Using the data below, copy out all lines with the word "grass".

——

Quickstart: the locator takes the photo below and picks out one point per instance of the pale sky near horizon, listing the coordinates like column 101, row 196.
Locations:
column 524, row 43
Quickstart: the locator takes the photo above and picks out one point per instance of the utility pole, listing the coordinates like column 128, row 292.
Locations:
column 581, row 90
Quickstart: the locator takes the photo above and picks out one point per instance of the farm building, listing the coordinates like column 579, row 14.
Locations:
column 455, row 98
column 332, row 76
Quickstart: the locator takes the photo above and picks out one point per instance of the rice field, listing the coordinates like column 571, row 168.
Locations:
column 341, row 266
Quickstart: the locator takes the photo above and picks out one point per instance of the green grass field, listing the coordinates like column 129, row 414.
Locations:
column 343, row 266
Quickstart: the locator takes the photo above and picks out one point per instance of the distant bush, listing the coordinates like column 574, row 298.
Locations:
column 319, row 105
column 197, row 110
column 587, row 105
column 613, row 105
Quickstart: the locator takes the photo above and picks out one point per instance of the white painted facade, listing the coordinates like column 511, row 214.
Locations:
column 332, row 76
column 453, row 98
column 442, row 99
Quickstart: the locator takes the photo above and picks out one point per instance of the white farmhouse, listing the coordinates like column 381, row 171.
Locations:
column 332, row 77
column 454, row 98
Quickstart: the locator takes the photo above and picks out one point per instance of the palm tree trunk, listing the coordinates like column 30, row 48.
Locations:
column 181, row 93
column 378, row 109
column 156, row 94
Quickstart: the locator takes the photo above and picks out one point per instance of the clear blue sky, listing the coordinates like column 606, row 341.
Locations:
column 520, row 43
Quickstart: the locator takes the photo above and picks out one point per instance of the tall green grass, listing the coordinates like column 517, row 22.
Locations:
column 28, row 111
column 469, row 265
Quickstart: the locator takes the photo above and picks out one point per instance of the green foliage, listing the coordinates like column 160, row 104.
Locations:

——

• **THE COMPLETED TASK**
Quickstart: the locator takes the photo above and picks out one point per instance of the green grass field, listing the coordinates like column 129, row 414.
Quickstart: the locator takes the photo above and picks out one point per instance of the tall green grass, listing the coordinates like column 517, row 22.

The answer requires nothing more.